• _WHAT TO PRODUCE_
Ignore the pictures in the data below and set down exactly the lines from its first line through the line containing "# put a marker on the red lettering".

• _SOURCE INFORMATION_

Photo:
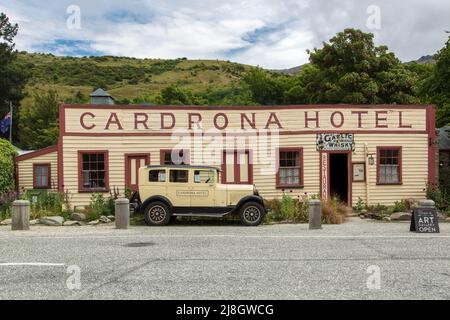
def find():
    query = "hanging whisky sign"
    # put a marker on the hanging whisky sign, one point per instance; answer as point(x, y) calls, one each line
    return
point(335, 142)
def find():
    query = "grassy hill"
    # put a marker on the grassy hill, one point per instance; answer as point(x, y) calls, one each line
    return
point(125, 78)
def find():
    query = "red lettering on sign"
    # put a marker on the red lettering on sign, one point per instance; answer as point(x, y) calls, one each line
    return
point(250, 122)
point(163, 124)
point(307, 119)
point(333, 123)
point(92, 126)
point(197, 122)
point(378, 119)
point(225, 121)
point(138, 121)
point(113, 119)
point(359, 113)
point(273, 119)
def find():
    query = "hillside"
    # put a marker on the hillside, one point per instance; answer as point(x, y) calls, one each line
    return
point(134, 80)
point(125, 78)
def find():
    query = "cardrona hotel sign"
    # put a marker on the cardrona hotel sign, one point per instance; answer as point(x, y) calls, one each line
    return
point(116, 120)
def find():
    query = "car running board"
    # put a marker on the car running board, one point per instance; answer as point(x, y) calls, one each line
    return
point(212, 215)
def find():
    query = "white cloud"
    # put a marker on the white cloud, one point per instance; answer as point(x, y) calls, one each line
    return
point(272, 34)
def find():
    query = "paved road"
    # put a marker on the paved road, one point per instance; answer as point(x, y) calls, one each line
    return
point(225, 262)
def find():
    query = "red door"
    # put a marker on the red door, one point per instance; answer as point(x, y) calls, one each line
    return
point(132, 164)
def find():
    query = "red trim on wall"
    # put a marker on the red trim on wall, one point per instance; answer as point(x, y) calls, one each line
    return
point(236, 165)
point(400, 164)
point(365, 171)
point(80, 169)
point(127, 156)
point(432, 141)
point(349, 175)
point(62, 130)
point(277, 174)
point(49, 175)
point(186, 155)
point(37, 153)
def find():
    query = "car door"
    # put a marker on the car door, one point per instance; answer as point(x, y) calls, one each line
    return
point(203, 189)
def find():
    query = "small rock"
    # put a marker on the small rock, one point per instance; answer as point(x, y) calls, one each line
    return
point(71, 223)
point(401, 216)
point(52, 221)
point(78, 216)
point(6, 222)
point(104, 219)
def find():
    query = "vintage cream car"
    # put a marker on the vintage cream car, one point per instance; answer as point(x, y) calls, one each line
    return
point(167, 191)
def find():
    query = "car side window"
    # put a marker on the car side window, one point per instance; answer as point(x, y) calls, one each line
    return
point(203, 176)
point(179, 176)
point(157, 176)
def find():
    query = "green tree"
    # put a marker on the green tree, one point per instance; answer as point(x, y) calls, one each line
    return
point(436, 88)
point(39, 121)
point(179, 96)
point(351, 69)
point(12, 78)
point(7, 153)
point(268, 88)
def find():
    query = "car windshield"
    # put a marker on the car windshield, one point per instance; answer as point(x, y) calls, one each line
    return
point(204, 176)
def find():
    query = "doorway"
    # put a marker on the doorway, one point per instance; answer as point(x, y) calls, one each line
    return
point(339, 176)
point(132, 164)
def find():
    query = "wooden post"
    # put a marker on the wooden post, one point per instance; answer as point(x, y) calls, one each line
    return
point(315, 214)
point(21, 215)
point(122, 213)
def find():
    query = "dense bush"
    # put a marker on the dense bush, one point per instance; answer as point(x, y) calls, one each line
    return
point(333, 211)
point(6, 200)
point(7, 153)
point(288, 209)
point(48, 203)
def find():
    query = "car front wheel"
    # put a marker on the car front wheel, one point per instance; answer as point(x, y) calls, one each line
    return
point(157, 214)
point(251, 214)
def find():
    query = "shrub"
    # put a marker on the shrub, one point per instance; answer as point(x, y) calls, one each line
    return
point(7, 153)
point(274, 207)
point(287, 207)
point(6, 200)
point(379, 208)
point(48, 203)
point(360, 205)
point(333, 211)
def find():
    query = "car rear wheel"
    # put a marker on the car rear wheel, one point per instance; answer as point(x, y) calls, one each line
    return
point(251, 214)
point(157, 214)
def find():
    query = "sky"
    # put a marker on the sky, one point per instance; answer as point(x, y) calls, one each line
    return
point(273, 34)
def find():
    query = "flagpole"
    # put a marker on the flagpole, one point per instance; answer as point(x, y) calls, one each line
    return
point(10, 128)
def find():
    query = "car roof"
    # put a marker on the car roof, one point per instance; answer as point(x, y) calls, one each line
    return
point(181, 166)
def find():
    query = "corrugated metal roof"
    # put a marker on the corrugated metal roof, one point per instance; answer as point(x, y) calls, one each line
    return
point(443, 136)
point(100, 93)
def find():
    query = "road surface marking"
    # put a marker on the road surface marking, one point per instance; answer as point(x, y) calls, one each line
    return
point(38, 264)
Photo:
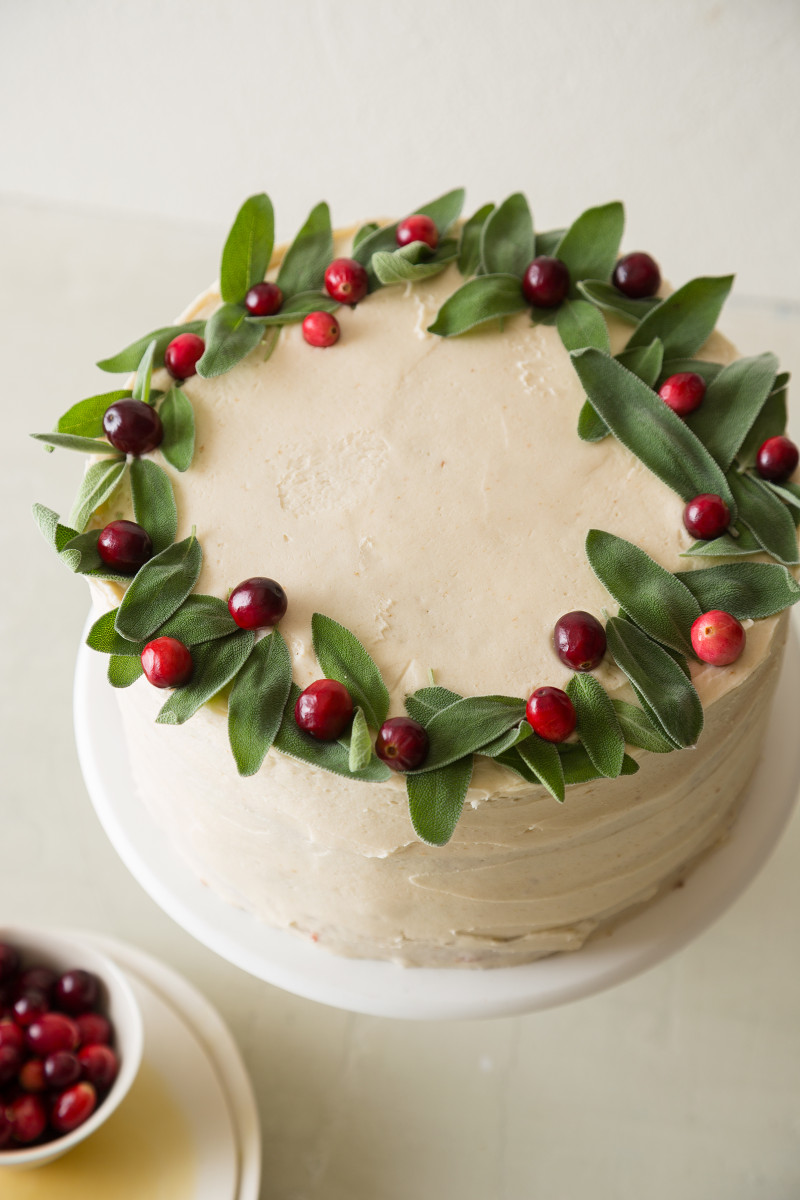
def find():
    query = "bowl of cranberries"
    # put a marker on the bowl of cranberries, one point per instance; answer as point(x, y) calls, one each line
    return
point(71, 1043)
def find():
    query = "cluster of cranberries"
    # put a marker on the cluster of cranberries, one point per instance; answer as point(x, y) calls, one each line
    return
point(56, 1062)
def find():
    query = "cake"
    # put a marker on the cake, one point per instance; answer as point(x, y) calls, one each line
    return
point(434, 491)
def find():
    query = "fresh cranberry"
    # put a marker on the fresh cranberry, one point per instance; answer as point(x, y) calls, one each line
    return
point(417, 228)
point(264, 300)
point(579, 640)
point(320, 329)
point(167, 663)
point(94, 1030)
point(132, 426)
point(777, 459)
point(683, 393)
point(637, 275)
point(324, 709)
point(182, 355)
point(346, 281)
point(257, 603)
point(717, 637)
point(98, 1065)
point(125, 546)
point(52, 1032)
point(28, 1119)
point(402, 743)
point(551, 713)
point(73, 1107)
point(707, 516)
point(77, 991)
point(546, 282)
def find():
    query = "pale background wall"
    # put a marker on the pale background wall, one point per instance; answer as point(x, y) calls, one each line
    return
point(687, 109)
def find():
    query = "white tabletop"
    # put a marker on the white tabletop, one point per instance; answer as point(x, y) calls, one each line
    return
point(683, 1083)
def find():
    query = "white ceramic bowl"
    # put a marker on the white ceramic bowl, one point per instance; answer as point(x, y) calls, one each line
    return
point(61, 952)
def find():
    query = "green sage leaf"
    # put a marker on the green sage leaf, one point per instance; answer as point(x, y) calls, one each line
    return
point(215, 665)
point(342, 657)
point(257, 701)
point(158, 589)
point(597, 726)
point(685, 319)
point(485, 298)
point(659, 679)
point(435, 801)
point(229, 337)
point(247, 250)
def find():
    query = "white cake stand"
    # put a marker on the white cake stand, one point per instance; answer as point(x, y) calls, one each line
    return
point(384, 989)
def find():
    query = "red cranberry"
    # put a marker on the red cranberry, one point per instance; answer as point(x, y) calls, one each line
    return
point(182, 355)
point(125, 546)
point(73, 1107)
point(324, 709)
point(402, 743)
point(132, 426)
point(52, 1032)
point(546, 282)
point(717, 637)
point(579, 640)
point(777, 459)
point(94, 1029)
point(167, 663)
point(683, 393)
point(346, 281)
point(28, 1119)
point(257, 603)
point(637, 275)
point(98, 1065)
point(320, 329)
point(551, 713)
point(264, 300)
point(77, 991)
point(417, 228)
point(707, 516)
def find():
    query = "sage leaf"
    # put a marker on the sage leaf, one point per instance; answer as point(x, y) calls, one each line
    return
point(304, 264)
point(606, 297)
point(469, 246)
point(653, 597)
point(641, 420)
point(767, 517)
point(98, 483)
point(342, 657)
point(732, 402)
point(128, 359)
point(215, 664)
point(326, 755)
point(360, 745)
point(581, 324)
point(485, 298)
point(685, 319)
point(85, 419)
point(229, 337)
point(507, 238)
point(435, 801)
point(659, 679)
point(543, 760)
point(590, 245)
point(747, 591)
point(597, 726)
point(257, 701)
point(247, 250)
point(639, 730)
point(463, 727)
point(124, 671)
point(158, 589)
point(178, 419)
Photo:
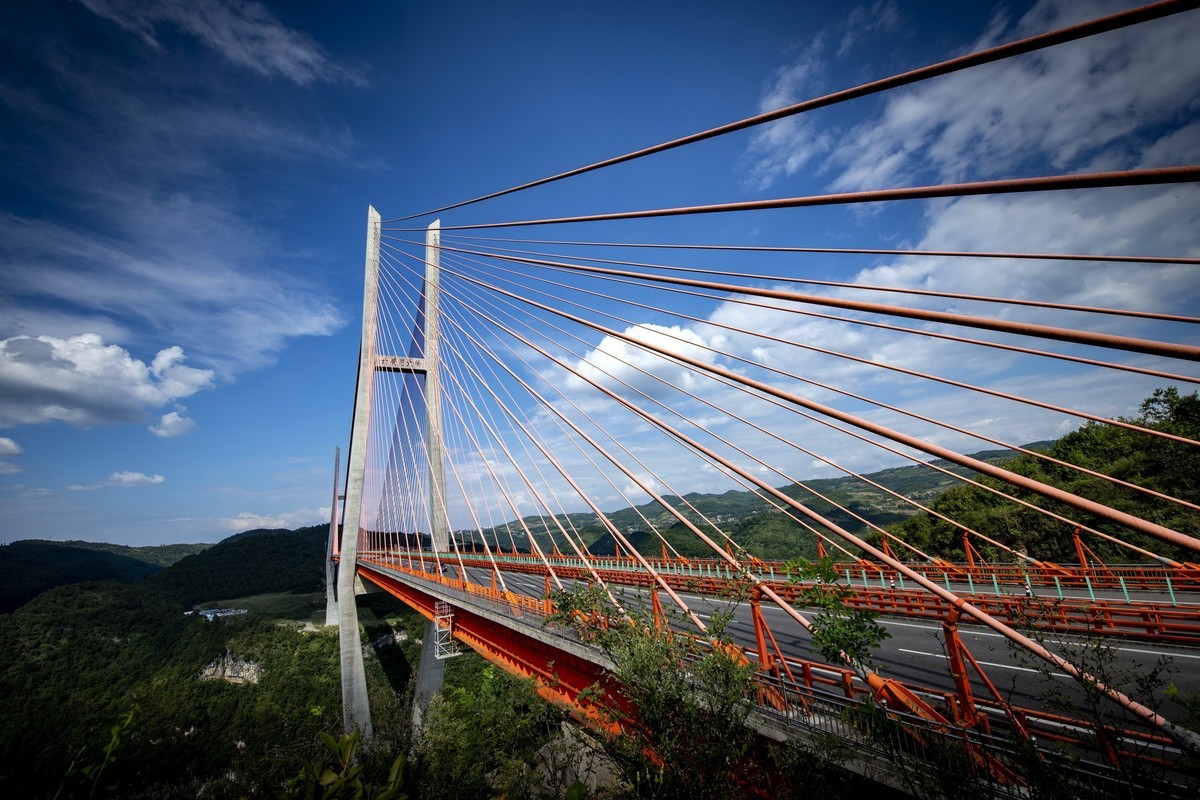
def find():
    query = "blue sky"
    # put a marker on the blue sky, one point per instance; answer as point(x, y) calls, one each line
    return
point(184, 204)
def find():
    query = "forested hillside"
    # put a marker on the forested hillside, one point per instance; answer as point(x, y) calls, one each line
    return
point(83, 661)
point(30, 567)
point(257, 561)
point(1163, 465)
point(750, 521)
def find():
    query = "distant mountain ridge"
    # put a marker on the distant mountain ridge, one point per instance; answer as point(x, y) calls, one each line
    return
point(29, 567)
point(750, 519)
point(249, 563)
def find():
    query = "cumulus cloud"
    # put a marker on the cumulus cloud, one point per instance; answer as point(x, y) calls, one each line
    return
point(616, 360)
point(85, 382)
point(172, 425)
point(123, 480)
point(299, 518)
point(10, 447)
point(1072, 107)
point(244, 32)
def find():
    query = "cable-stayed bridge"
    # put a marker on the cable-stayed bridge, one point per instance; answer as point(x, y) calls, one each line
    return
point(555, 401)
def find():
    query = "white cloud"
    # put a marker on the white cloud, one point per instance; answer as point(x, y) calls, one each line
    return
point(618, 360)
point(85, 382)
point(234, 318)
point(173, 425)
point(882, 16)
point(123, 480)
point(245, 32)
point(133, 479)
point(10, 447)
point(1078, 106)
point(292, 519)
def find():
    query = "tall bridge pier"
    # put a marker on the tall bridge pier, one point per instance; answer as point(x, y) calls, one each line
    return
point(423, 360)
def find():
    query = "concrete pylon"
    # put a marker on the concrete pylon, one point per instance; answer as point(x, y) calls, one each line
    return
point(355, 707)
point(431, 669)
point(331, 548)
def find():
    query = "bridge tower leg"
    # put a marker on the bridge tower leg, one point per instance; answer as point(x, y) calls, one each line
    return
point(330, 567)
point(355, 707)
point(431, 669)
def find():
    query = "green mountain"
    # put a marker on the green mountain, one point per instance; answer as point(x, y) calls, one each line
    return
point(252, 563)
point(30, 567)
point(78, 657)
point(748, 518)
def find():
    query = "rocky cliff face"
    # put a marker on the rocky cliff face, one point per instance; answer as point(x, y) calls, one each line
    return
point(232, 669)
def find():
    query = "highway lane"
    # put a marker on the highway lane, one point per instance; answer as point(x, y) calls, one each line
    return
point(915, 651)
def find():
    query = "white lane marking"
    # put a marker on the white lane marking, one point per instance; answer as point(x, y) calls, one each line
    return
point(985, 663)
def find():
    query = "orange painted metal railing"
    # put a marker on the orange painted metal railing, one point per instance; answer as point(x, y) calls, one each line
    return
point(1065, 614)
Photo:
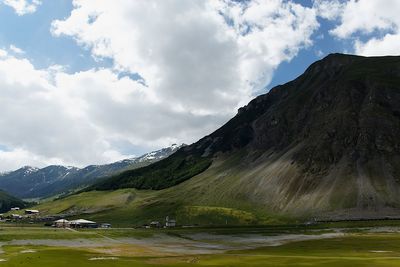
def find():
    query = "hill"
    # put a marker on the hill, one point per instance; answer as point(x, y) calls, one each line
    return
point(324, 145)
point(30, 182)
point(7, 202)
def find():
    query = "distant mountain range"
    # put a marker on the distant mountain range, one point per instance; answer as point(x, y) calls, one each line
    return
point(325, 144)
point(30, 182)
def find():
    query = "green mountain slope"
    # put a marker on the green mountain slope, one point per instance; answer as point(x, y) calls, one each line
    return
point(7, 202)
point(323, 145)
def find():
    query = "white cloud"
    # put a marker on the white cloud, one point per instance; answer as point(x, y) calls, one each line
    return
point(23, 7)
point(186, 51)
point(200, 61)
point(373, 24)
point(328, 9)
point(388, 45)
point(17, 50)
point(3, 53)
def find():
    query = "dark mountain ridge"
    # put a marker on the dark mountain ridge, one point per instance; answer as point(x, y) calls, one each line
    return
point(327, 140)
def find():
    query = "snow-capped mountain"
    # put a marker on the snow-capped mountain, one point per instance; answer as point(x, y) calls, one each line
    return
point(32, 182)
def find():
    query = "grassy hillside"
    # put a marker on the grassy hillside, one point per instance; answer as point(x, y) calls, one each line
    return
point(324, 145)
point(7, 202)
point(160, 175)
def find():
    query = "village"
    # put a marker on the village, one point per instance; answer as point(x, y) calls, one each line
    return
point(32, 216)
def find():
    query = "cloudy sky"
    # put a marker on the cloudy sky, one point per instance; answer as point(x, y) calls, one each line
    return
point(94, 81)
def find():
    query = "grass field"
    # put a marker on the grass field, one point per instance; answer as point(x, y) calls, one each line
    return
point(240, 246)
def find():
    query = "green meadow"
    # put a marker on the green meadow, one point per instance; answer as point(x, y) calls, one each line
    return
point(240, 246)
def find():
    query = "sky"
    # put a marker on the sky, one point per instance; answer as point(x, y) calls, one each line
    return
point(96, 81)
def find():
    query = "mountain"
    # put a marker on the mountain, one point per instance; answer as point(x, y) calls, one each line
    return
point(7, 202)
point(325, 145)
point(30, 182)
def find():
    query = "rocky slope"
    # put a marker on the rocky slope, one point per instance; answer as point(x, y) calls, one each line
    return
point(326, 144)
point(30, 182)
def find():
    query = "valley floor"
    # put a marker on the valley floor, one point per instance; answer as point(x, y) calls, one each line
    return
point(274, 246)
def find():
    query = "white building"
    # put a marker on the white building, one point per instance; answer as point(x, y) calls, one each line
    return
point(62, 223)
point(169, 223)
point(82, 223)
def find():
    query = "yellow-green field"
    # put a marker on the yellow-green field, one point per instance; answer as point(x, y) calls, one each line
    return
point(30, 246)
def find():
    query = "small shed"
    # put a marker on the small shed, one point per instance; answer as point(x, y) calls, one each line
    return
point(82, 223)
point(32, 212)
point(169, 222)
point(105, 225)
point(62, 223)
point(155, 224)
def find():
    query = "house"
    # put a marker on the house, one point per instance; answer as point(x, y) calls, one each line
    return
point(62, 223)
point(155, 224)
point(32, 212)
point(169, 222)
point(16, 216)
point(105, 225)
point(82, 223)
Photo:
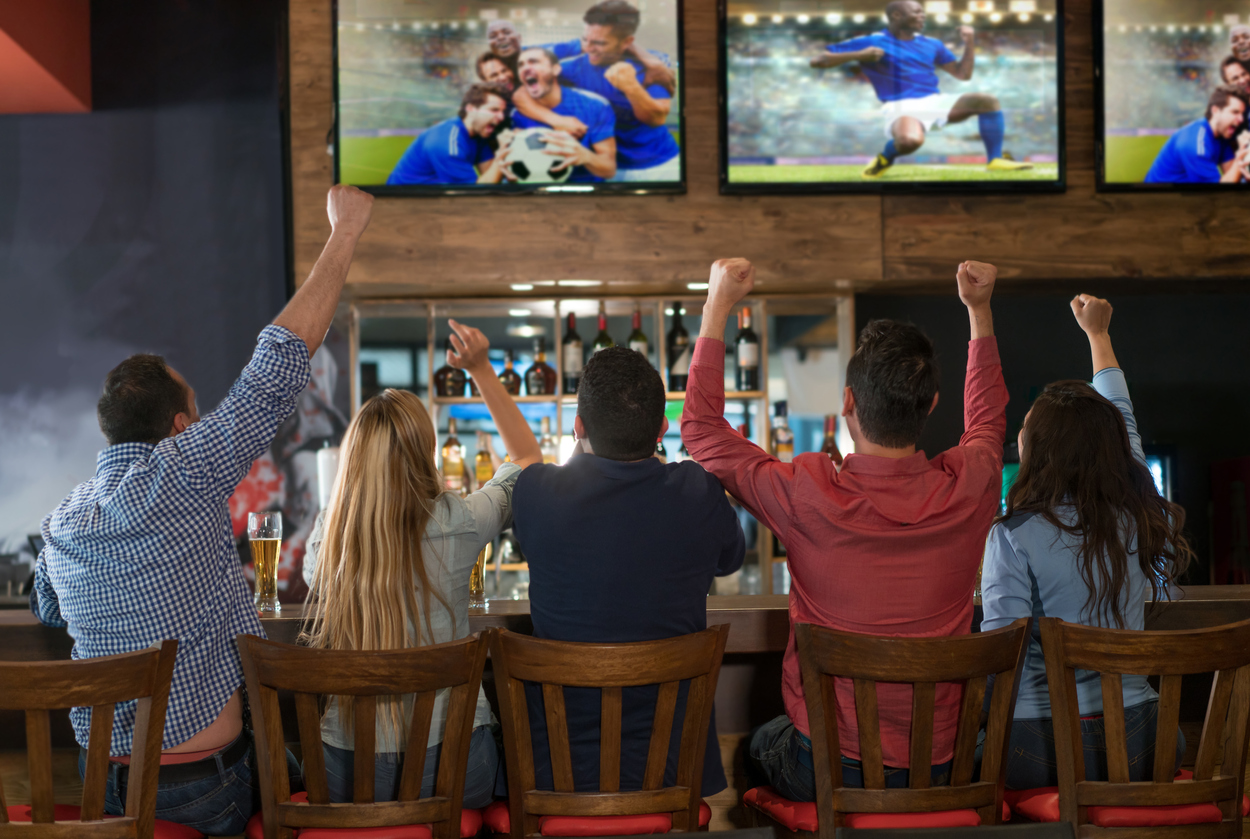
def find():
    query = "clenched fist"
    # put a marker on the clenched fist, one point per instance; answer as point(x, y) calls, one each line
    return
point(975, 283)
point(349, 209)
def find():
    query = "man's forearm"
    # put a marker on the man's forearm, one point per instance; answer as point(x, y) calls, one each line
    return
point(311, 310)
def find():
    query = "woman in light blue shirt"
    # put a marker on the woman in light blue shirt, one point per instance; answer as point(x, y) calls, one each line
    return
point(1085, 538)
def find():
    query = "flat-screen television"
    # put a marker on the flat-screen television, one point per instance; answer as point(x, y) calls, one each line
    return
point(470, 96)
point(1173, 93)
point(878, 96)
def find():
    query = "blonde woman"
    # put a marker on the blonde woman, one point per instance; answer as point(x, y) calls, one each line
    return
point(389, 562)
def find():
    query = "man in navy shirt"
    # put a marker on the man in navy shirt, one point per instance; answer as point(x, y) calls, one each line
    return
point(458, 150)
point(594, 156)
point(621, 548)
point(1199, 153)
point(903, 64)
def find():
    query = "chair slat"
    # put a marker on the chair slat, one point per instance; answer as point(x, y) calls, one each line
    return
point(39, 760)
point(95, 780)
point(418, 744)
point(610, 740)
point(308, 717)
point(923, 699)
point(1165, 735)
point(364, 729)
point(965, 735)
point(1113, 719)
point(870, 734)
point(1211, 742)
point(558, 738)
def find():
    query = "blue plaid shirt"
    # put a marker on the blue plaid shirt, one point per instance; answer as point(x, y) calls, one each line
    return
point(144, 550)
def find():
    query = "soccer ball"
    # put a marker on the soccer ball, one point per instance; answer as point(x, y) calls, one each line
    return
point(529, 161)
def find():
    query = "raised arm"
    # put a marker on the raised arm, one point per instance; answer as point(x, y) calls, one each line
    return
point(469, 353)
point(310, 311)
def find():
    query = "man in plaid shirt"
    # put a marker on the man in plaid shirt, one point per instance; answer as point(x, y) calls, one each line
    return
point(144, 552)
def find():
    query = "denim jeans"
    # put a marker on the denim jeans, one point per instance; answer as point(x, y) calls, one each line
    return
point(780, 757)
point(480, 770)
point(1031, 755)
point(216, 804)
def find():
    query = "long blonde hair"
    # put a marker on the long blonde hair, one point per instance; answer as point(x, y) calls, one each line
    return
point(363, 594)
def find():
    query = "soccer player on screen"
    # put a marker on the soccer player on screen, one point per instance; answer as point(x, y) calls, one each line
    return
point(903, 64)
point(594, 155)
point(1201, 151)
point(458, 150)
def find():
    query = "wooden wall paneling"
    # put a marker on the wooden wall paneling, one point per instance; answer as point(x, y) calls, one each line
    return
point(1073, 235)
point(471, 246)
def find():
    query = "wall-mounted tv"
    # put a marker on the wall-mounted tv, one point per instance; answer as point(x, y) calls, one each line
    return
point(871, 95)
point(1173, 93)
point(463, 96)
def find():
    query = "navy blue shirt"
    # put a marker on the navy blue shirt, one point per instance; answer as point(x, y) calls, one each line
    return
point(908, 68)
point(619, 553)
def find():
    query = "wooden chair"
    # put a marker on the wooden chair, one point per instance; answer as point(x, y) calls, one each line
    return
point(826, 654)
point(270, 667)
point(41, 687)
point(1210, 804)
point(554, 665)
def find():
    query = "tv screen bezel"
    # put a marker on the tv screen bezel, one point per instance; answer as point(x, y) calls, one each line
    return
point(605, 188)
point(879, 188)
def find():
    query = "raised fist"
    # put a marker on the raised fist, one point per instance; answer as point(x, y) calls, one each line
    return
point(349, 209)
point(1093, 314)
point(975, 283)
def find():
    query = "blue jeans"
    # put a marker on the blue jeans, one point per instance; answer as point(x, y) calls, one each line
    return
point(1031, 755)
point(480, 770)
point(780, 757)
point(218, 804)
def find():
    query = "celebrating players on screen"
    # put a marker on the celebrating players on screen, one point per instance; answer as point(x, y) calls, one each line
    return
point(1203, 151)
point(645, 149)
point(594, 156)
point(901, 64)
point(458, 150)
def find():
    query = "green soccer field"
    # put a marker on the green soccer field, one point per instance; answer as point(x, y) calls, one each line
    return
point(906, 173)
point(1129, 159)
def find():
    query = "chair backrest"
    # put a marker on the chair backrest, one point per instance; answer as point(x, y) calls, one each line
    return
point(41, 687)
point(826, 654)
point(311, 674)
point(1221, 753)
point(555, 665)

• _RESULT BELOW_
Photo:
def find():
    query = "hanging whisky sign"
    # put a marker on the hanging whisky sign, one point per instance; answer as point(x, y) calls, one each line
    return
point(335, 142)
def find():
    query = "grassy hill"
    # put a marker on the grassy hill, one point per instance; answer as point(x, y) calls, one each line
    return
point(125, 78)
def find():
    query = "red lettering on sign"
    # put a marker on the red lettering on sign, one point per instance; answer as point(x, y) calls, one each line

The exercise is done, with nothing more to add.